Direction ▸ Please pull out every line of the records that contains the word "white", matching case exactly.

(Location identification lines)

┄┄┄┄┄┄┄┄┄┄┄┄┄┄┄┄┄┄┄┄

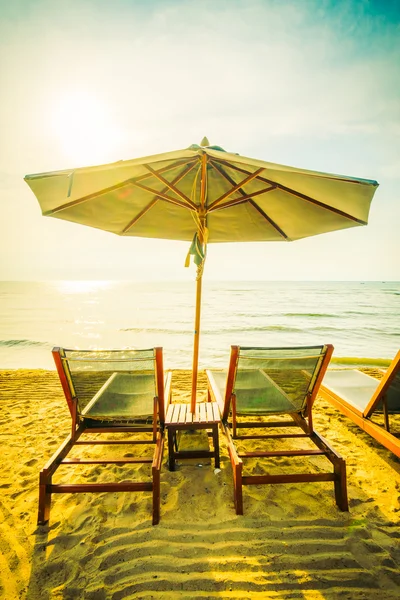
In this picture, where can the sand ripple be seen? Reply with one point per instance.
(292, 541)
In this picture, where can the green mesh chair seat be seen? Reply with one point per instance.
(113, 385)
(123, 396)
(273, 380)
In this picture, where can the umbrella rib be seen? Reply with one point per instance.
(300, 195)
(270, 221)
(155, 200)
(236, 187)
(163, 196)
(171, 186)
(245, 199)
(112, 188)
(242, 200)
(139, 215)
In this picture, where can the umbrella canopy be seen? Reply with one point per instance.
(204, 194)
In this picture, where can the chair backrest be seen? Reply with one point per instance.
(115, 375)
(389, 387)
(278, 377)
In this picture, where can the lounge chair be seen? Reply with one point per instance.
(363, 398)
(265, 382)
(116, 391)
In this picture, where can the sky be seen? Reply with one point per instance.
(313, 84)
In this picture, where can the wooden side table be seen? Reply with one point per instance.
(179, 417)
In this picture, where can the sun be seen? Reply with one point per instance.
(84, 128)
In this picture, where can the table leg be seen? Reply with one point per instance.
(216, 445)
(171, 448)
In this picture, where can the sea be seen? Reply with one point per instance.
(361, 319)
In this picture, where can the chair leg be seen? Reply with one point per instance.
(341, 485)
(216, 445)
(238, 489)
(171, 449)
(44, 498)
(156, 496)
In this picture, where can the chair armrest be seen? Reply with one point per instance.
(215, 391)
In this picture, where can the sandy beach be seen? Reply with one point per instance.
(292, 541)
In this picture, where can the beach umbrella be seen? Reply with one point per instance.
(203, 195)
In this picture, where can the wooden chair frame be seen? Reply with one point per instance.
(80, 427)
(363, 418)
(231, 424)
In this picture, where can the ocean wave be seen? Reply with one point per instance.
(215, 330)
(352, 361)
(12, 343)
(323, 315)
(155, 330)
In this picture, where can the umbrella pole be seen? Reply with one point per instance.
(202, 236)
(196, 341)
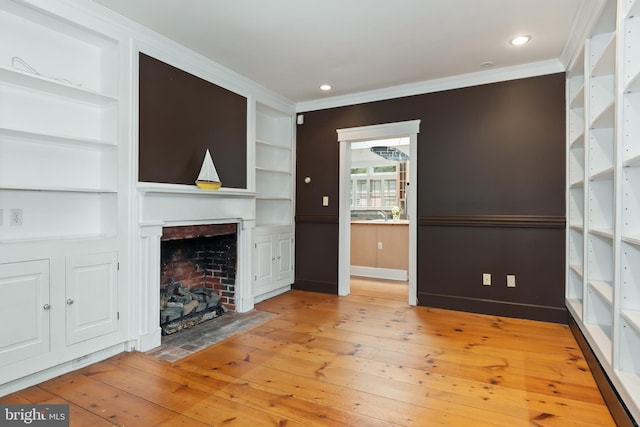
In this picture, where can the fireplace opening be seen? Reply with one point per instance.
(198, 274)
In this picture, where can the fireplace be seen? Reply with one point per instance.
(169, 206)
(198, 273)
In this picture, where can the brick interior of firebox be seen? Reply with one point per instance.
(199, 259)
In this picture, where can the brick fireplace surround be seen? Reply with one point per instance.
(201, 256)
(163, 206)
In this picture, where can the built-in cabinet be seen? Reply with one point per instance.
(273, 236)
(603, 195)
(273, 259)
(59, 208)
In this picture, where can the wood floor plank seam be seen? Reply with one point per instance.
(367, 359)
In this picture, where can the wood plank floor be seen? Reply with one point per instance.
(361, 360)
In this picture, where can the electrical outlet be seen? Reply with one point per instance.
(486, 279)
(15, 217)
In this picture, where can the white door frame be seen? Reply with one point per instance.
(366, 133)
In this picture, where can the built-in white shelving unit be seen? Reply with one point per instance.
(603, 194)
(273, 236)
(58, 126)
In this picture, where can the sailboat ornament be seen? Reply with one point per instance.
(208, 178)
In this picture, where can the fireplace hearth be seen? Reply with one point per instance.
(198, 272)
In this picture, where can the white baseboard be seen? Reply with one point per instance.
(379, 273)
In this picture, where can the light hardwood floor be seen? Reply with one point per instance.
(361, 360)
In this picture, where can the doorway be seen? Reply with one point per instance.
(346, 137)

┄┄┄┄┄┄┄┄┄┄┄┄┄┄┄┄┄┄┄┄

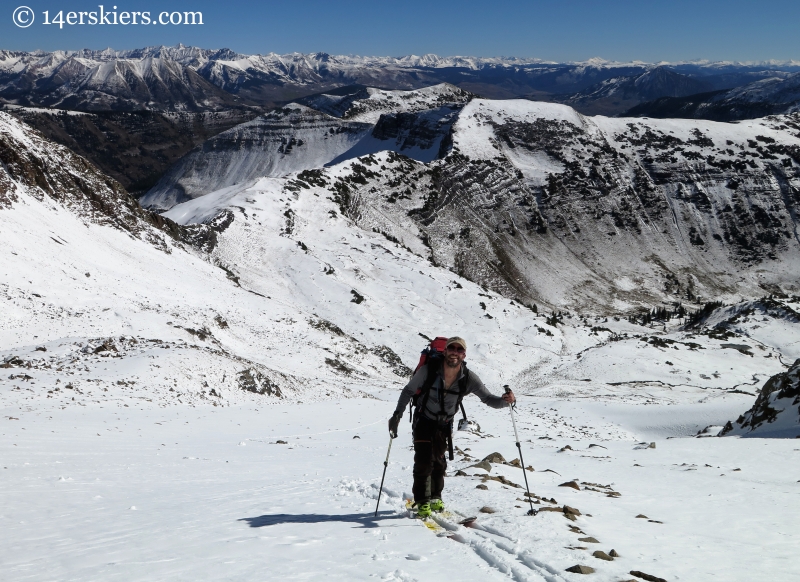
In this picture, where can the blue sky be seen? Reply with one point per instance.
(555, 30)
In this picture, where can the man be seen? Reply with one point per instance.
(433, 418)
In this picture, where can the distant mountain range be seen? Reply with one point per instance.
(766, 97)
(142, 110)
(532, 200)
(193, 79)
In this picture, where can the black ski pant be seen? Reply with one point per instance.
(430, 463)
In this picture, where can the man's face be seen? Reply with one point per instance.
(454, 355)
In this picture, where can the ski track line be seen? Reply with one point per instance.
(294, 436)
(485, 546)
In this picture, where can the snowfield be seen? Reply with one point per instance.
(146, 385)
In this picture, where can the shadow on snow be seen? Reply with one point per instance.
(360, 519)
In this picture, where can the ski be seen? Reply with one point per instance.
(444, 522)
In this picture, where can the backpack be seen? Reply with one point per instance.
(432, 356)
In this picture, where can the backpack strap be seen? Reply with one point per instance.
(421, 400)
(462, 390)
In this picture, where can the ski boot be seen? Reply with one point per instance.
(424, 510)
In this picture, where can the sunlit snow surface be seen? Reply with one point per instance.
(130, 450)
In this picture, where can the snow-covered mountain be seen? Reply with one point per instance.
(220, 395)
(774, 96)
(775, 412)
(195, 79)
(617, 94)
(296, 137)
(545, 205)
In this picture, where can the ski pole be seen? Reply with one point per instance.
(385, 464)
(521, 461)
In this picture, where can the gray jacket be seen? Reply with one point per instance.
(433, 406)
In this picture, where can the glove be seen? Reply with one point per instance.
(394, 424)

┄┄┄┄┄┄┄┄┄┄┄┄┄┄┄┄┄┄┄┄

Complete answer ▸
In this picture, where can the white door frame be seen? Reply with one point per instance.
In this picture, where can the built-in white shelving unit be seen? Reply with one point per instance.
In this picture, where can the white baseboard be seen? Reply with one point per instance.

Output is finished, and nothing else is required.